BEGIN
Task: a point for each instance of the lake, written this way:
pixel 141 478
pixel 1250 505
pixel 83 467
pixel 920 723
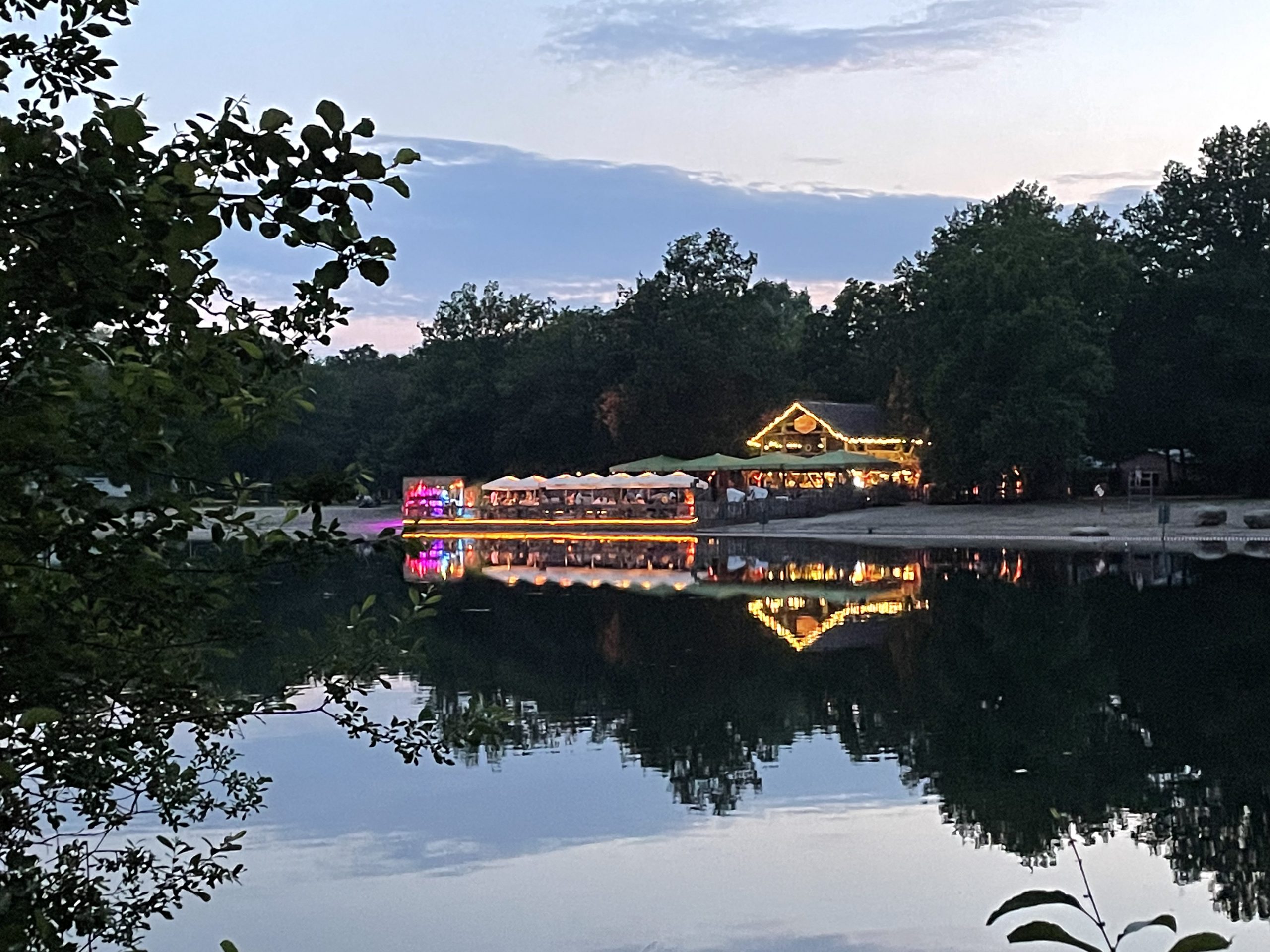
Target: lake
pixel 763 744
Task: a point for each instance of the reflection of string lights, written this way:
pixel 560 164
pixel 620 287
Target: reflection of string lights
pixel 765 610
pixel 473 527
pixel 436 563
pixel 504 536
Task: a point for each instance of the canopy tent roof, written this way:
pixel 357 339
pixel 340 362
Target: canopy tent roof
pixel 653 464
pixel 775 461
pixel 675 480
pixel 502 483
pixel 566 480
pixel 715 461
pixel 512 483
pixel 846 460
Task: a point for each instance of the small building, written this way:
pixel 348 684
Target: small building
pixel 815 427
pixel 1157 470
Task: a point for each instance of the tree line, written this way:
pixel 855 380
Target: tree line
pixel 1025 336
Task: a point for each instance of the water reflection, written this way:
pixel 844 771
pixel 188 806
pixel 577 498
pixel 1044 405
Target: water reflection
pixel 1123 688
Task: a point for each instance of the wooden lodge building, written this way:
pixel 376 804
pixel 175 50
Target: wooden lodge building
pixel 813 427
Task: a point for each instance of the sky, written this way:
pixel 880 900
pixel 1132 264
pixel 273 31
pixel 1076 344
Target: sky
pixel 568 141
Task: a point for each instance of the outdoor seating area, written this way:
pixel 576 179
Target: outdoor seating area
pixel 620 497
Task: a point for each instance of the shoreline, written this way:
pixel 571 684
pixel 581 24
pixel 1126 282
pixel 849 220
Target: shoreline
pixel 1038 526
pixel 1042 526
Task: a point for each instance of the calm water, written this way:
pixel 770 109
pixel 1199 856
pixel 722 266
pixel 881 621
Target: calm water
pixel 775 746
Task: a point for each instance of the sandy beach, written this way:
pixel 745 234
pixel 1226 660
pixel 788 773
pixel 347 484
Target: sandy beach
pixel 1029 525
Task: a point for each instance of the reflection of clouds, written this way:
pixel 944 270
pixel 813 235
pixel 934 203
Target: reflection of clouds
pixel 726 36
pixel 840 878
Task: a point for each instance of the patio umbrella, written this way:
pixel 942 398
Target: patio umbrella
pixel 653 464
pixel 715 461
pixel 775 461
pixel 504 483
pixel 675 480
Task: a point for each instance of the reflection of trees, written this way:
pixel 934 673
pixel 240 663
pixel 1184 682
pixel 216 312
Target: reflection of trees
pixel 1012 696
pixel 1192 665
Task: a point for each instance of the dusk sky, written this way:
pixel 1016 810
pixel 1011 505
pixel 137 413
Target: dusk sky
pixel 568 141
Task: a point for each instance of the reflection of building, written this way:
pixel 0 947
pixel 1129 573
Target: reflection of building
pixel 876 592
pixel 815 427
pixel 623 561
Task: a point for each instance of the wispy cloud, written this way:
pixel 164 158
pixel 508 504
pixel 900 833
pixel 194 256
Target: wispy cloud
pixel 1080 178
pixel 573 229
pixel 729 36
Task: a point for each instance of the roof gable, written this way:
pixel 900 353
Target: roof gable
pixel 850 419
pixel 854 420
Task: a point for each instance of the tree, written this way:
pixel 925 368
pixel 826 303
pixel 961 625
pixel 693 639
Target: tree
pixel 124 353
pixel 700 353
pixel 1013 307
pixel 853 351
pixel 1194 351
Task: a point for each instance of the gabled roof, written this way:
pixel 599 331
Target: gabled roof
pixel 851 419
pixel 856 420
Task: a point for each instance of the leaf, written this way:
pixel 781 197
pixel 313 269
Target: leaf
pixel 397 184
pixel 39 715
pixel 332 275
pixel 1166 921
pixel 1035 898
pixel 126 125
pixel 1201 942
pixel 273 119
pixel 332 115
pixel 1048 932
pixel 369 166
pixel 375 272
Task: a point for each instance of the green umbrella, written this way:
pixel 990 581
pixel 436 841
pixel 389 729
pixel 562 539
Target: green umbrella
pixel 846 460
pixel 715 461
pixel 775 461
pixel 653 464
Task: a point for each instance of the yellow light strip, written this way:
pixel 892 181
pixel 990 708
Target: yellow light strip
pixel 761 607
pixel 504 524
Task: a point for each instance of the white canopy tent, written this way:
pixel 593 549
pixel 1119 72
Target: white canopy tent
pixel 675 480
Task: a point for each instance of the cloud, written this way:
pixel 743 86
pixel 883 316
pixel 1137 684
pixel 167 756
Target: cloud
pixel 574 229
pixel 1080 178
pixel 1117 200
pixel 727 36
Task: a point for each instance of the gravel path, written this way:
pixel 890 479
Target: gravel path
pixel 1047 524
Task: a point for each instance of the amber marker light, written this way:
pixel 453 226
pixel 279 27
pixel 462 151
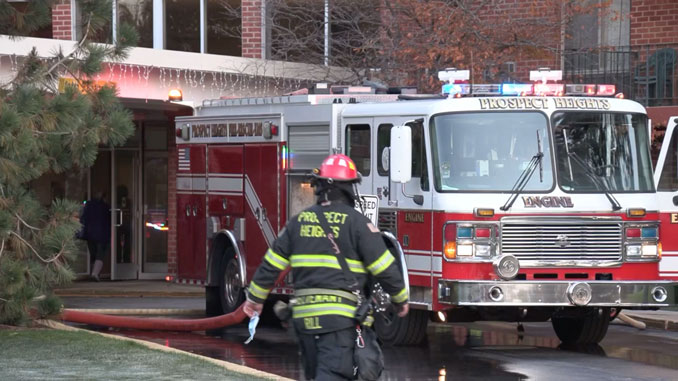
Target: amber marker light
pixel 175 95
pixel 483 212
pixel 635 212
pixel 450 250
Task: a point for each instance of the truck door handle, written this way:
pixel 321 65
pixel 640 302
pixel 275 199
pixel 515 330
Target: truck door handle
pixel 118 222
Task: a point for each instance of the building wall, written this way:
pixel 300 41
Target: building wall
pixel 252 38
pixel 654 22
pixel 61 20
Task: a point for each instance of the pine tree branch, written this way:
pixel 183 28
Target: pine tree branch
pixel 36 253
pixel 25 223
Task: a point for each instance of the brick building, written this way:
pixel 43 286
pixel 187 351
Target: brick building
pixel 178 48
pixel 191 44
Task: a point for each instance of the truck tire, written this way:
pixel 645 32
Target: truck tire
pixel 589 328
pixel 394 330
pixel 231 294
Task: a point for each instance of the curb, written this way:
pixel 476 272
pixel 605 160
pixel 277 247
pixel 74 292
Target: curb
pixel 131 294
pixel 144 311
pixel 241 369
pixel 663 324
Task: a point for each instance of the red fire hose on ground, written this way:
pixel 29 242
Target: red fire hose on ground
pixel 154 324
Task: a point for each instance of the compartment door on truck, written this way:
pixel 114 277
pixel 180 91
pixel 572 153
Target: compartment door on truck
pixel 666 181
pixel 191 215
pixel 263 191
pixel 419 185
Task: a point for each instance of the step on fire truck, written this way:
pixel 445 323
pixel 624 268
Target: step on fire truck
pixel 512 202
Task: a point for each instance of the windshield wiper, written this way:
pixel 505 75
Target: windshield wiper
pixel 588 169
pixel 525 176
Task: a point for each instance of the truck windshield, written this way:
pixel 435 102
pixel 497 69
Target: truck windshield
pixel 489 151
pixel 602 151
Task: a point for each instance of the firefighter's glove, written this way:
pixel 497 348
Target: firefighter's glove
pixel 252 327
pixel 403 309
pixel 251 308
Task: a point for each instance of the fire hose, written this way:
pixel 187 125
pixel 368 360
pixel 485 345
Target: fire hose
pixel 154 324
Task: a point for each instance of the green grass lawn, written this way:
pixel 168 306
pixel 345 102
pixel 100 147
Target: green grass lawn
pixel 46 354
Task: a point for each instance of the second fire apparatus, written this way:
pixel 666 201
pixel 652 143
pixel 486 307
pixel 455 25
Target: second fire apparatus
pixel 507 202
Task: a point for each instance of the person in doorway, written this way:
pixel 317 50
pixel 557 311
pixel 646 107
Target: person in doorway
pixel 96 222
pixel 324 306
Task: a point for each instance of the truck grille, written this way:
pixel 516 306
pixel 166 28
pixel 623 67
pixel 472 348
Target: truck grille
pixel 562 239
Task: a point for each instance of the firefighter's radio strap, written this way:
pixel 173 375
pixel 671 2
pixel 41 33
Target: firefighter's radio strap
pixel 351 281
pixel 367 356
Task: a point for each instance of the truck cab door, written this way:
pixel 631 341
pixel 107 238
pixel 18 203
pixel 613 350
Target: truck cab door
pixel 358 140
pixel 666 182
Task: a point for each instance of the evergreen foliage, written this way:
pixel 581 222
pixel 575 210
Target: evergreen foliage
pixel 48 129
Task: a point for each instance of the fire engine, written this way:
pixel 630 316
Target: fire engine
pixel 510 202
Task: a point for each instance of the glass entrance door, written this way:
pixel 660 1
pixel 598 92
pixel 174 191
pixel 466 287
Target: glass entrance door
pixel 125 214
pixel 154 254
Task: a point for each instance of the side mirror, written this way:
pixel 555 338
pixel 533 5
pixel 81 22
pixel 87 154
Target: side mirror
pixel 401 154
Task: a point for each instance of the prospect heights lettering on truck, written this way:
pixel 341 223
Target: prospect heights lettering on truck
pixel 542 103
pixel 547 202
pixel 513 103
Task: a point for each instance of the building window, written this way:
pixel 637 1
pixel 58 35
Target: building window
pixel 593 38
pixel 224 27
pixel 139 14
pixel 182 25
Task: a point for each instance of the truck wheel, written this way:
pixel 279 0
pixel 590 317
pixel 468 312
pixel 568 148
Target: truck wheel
pixel 589 328
pixel 231 294
pixel 394 330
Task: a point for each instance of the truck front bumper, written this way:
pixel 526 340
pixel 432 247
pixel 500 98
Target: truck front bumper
pixel 558 293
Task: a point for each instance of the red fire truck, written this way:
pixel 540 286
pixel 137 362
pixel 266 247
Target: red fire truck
pixel 513 202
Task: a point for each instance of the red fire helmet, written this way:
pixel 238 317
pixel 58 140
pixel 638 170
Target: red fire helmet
pixel 338 167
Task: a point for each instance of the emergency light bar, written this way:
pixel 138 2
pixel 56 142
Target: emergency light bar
pixel 524 89
pixel 453 75
pixel 545 75
pixel 454 89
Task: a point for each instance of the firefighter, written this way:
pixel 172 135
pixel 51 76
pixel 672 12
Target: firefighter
pixel 323 308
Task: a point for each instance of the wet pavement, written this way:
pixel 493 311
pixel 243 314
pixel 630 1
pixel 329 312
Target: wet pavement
pixel 477 351
pixel 474 351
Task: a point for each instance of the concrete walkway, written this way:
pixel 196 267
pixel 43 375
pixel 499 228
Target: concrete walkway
pixel 662 319
pixel 131 288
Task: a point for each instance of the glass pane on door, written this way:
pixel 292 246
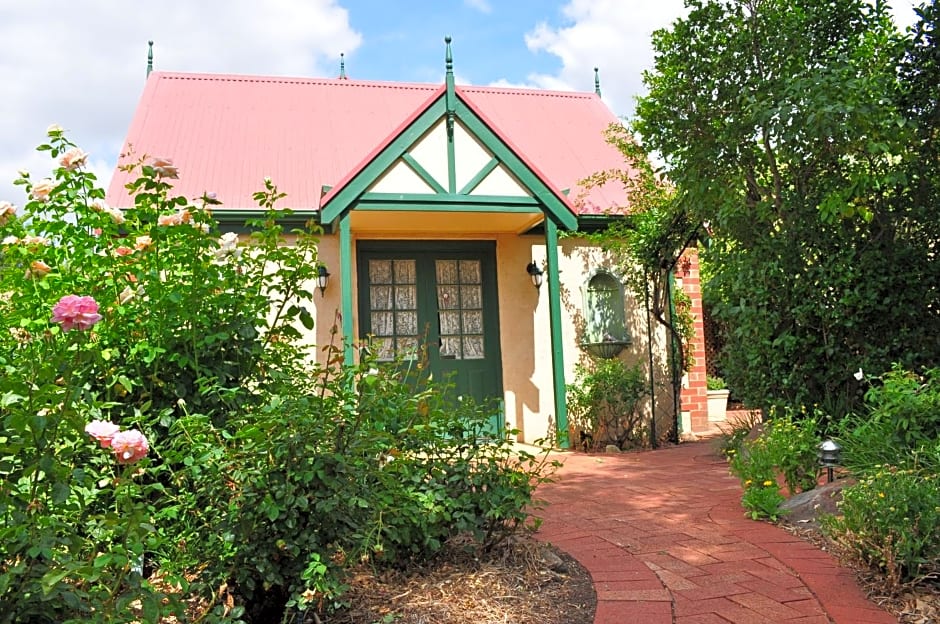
END
→ WHAT YOU SHOULD DO
Please report every line of the listing that contains the word "dusk".

→ RESPONSE TO THE EXERCISE
Task: a point for each instance of the dusk sky, written this way:
Target: dusk sky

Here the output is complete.